IT security: Vulnerabilities in Google Chrome

Google Chrome is underpinned by Apple's Safari and includes some of the latter's quirks especially in handling certain Javascript controls.

However, there are no similar warnings relating to Safari.

The "high vulnerability" warnings related to Google Chrome are:

Google Chrome before 5.0.375.55 does not properly execute JavaScript code in the extension context, which has unspecified impact and remote attack vectors.

Unspecified vulnerability in Google Chrome before 5.0.375.55 allows user-assisted remote attackers to cause a denial of service (memory error) or possibly have unspecified other impact via vectors related to the "drag + drop" functionality.

Unspecified vulnerability in Google Chrome before 5.0.375.55 allows remote attackers to bypass the whitelist-mode plugin blocker via unknown vectors.

Unspecified vulnerability in Google Chrome before 5.0.375.55 allows attackers to cause a denial of service (memory error) or possibly have unspecified other impact via vectors related to the Safe Browsing functionality.

Unspecified vulnerability in Google Chrome before 5.0.375.55 might allow remote attackers to spoof the URL bar via vectors involving unload event handlers.

Google Chrome before 5.0.375.55 does not properly follow the Safe Browsing specification's requirements for canonicalization of URLs, which has unspecified impact and remote attack vectors.

_INFORMATION SHOWN_
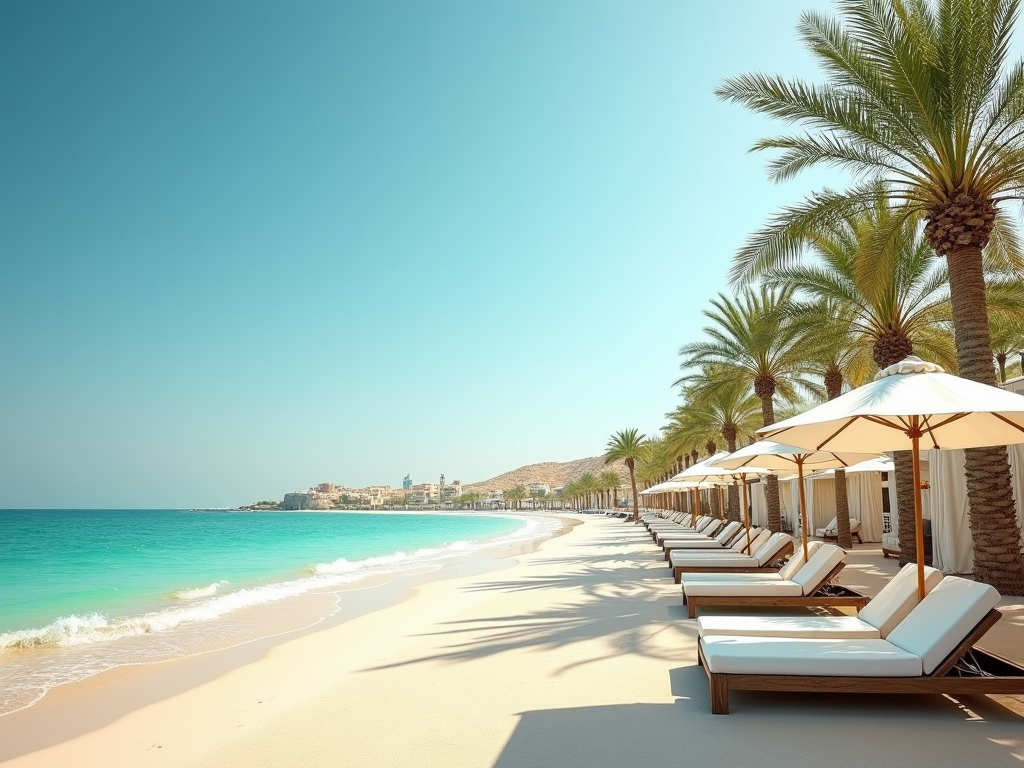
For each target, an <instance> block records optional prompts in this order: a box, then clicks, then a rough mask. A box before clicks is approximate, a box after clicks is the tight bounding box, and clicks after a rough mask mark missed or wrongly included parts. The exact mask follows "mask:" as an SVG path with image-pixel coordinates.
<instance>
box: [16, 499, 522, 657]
mask: <svg viewBox="0 0 1024 768" xmlns="http://www.w3.org/2000/svg"><path fill="white" fill-rule="evenodd" d="M539 525H540V522H539V521H538V520H537V519H528V520H527V523H526V524H525V525H524V526H523V527H521V528H519V529H518V530H516V531H513V532H512V534H509V535H506V536H503V537H498V538H495V539H490V540H487V541H484V542H480V543H477V544H476V546H475V547H474V545H473V544H471V543H470V542H465V541H459V542H455V543H453V544H450V545H446V546H444V547H436V548H430V549H420V550H417V551H415V552H412V553H407V552H400V551H399V552H394V553H392V554H389V555H382V556H379V557H368V558H365V559H362V560H354V561H349V560H347V559H345V558H343V557H342V558H339V559H337V560H334V561H332V562H328V563H315V564H311V565H310V566H309V567H308V572H309V573H310V575H307V577H301V578H299V579H293V580H289V581H284V582H276V583H272V584H266V585H259V586H255V587H246V588H243V589H238V590H233V591H230V592H225V593H223V594H217V593H218V592H219V591H220V589H221V588H222V587H223V586H224V585H226V584H227V582H224V581H219V582H214V583H213V584H210V585H208V586H206V587H198V588H194V589H185V590H180V591H178V592H174V593H172V595H171V596H172V597H173V598H174V599H176V600H178V601H181V602H183V603H185V604H183V605H175V606H173V607H169V608H164V609H162V610H156V611H151V612H147V613H141V614H138V615H133V616H124V617H113V616H106V615H103V614H100V613H87V614H84V615H74V614H73V615H68V616H62V617H60V618H57V620H55V621H53V622H51V623H50V624H48V625H46V626H45V627H39V628H32V629H24V630H14V631H11V632H4V633H0V652H3V651H10V650H17V649H23V650H24V649H29V648H33V647H40V646H59V647H70V646H78V645H84V644H87V643H104V642H111V641H114V640H119V639H122V638H129V637H138V636H141V635H148V634H153V633H159V632H164V631H167V630H172V629H175V628H177V627H180V626H182V625H186V624H193V623H196V622H206V621H211V620H215V618H219V617H221V616H224V615H226V614H228V613H231V612H233V611H237V610H240V609H242V608H247V607H251V606H254V605H259V604H262V603H268V602H273V601H275V600H283V599H286V598H289V597H297V596H299V595H303V594H307V593H310V592H315V591H321V592H323V591H330V589H331V588H334V587H340V586H343V585H345V584H349V583H351V582H355V581H358V580H361V579H366V578H368V577H371V575H377V574H388V573H395V572H399V571H402V570H409V569H414V568H420V567H437V568H439V567H441V566H442V565H443V561H444V560H445V559H447V558H451V557H456V556H459V555H463V554H466V553H469V552H471V551H473V550H482V549H492V548H495V547H499V546H506V545H508V544H509V543H511V542H514V541H524V540H528V539H531V538H534V537H535V536H537V532H538V531H537V528H538V526H539Z"/></svg>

_ASSIGNED TASK_
According to the text on Chrome vulnerabilities, Chrome versions before which release are affected by the listed high-vulnerability warnings? The material comes from a different source than the text on Chrome vulnerabilities.

_RESPONSE TO THIS EXERCISE_
Versions before 5.0.375.55.